* [Amaç A]
Aşağıdaki metin parçasına göre yerenin iktidarla ilişkisi neye ilişkindir?

=== Metin Parçası ===

Elli yıllık dostları, elli yıllık dostlarını tam suyu karşıya geçerken bırakıveriyorsa böyle olmadığı anlaşılıyor!

Elli yıllık dostları elli yıllık dostlarını en ufak bir korku, panik, vehim, çıkar karşısında arkadan hançerlemekten zerre kadar imtina etmiyorsa böyle olmadığı anlaşılıyor!

Etrafımızdaki insanları bizleri övenlerden değil, hakikate bulanmış dikkatlerle yerenlerden seçersek böyle olmaz!

Övenin, iktidarla ilişkisi hep kazanmaya ilişkindir, kazanamayacağını anladığında hemen satar!

Yerenin iktidarla ilişkisi kazandırmaya ilişkindir, bu yüzden kaybedeceği bir şey olmadığından asla arkadan hançerlemez, zira daima önden konuşur!

Gücü elinde bulunduranlar etraflarında daima güçsüz insanlar isterler, bu yüzden güçleri de hayatlarıyla sınırlı olur!

Hâlbuki gücü elinde bulunduranlar etraflarında kendileri kadar olmasa da güçlü insanlar barındırsa, sistemleri ilânihaye payidar olur!

Hz. Ömer Peygamberimize görüşlerini apaçık söylemekten çekinmezdi, peygamberin icraatlarının aleyhine olsa bile!

Ama peygamber de etrafından Ömerleri, Ebu Bekirleri, Osmanları, Alileri yok etmeye çalışmadı, aksine onları daha da korudu ve artırdı.

Tarih bunun ne değerli bir şey olduğunu gösterdi ama örneğini de maalesef aşikar kılmadı!

Yaptıklarımızın, kendileri için yaptıklarımızdan takdir görmemesi bizi üzüyor ve şevkimizi kırıyorsa takdire karşı zaafımız;

Yaptıklarımızın, kendileri için yaptıklarımızdan takdir görmemesi bizi ilgilendirmiyor ve şevkimize zerre kadar halel getirmiyorsa takdire karşı lakaytlığımız var demektir.

=== Liste ===

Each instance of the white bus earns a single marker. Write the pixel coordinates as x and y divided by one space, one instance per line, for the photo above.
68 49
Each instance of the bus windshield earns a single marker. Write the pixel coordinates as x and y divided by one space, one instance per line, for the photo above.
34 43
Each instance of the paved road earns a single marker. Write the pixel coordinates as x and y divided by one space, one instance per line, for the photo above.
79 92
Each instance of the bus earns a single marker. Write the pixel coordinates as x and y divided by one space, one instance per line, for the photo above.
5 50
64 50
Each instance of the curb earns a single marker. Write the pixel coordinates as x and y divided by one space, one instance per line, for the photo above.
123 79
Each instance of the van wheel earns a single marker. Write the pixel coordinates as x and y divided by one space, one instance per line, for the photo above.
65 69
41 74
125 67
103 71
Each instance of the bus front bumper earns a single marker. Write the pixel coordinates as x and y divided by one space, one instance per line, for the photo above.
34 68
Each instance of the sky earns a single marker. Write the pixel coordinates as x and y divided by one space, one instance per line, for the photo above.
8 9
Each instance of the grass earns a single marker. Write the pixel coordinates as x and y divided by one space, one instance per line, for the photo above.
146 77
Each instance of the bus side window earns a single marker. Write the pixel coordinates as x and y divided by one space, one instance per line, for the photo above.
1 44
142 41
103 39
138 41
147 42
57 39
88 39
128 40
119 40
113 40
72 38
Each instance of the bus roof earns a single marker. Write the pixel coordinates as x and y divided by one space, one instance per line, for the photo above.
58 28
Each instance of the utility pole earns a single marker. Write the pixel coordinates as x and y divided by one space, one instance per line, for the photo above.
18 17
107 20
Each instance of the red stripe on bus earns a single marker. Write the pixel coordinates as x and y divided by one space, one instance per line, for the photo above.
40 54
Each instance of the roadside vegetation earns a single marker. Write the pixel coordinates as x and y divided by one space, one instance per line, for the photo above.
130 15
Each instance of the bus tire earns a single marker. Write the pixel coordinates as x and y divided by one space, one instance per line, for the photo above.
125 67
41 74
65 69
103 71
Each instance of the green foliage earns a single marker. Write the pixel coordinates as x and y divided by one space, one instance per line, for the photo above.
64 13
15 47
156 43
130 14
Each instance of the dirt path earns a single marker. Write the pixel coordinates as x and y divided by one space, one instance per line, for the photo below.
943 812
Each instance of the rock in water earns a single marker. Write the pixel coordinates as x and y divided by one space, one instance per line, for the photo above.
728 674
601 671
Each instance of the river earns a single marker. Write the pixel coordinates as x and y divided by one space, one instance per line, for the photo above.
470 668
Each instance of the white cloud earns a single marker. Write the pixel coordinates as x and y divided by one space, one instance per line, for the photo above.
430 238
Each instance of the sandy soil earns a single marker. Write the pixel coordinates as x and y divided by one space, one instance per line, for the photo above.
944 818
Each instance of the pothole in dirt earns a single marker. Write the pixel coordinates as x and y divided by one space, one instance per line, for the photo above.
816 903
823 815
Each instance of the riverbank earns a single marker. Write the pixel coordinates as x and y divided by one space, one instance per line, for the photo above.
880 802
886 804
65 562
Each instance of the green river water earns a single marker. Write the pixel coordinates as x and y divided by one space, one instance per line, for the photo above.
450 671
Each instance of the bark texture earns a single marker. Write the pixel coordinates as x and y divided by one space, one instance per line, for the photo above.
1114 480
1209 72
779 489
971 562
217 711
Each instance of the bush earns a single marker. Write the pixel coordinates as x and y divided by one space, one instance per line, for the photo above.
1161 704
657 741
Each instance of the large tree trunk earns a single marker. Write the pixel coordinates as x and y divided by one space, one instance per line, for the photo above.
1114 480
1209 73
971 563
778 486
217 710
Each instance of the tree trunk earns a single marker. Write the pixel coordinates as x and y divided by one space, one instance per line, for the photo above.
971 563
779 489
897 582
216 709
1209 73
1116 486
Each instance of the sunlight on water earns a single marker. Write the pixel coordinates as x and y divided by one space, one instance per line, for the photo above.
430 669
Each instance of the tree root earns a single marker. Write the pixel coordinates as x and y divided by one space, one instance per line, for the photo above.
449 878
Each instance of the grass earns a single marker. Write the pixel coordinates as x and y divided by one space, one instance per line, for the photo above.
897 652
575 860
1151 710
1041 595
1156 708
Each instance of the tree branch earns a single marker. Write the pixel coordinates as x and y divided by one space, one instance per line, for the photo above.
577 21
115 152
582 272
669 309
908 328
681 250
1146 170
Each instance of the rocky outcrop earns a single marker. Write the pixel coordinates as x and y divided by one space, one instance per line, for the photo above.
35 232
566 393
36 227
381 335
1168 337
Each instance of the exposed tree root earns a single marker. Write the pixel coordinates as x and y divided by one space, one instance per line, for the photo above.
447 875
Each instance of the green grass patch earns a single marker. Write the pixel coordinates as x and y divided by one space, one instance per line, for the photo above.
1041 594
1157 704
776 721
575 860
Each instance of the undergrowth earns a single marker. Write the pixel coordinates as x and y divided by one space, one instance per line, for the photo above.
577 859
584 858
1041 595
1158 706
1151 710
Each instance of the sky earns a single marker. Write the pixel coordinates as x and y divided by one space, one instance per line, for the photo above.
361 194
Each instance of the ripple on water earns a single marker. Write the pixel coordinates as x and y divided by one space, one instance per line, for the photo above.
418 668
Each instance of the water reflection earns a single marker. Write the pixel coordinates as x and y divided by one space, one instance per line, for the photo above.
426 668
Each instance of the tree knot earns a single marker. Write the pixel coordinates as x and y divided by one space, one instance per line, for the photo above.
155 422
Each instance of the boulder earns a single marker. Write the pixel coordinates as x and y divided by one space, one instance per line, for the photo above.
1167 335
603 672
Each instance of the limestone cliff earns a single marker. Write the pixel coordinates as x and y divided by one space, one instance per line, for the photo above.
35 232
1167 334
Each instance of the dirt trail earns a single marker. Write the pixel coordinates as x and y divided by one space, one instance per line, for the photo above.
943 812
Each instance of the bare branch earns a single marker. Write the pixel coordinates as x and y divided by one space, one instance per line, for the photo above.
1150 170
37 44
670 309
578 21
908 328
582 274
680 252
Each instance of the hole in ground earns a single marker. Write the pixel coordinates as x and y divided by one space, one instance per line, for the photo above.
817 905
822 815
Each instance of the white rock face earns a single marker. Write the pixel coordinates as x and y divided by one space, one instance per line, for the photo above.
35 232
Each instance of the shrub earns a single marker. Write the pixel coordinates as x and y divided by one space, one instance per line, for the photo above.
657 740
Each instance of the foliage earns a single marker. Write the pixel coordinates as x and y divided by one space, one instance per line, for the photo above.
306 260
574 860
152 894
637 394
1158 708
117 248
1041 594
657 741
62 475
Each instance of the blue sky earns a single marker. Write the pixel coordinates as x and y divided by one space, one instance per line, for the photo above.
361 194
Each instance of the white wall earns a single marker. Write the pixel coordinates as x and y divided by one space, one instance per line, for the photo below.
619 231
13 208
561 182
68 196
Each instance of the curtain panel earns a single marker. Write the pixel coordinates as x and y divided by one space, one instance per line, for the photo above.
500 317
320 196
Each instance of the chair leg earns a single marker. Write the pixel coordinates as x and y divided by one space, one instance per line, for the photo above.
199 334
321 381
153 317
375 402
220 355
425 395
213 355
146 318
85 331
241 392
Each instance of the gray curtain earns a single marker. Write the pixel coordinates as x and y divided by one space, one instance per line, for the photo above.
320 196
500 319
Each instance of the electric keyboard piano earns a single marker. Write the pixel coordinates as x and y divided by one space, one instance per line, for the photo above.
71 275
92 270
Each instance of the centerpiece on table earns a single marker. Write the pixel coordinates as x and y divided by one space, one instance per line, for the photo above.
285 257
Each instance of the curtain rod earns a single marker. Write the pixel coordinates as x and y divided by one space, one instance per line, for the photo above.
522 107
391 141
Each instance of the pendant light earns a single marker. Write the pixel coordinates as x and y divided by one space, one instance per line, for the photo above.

===

* [Amaç B]
Yukarıdaki listede "Each instance of the curtain rod" ifadesini içeren satırdan başlayarak listenin son satırına kadar uzanan satırları, her iki uç dahil olmak üzere, hiçbir değişiklik yapmadan yazınız.

* [Yanıt A]
Yerenin iktidarla ilişkisi kazandırmaya ilişkindir.

* [Yanıt B]
Each instance of the curtain rod earns a single marker. Write the pixel coordinates as x and y divided by one space, one instance per line, for the photo above.
522 107
391 141
Each instance of the pendant light earns a single marker. Write the pixel coordinates as x and y divided by one space, one instance per line, for the photo above.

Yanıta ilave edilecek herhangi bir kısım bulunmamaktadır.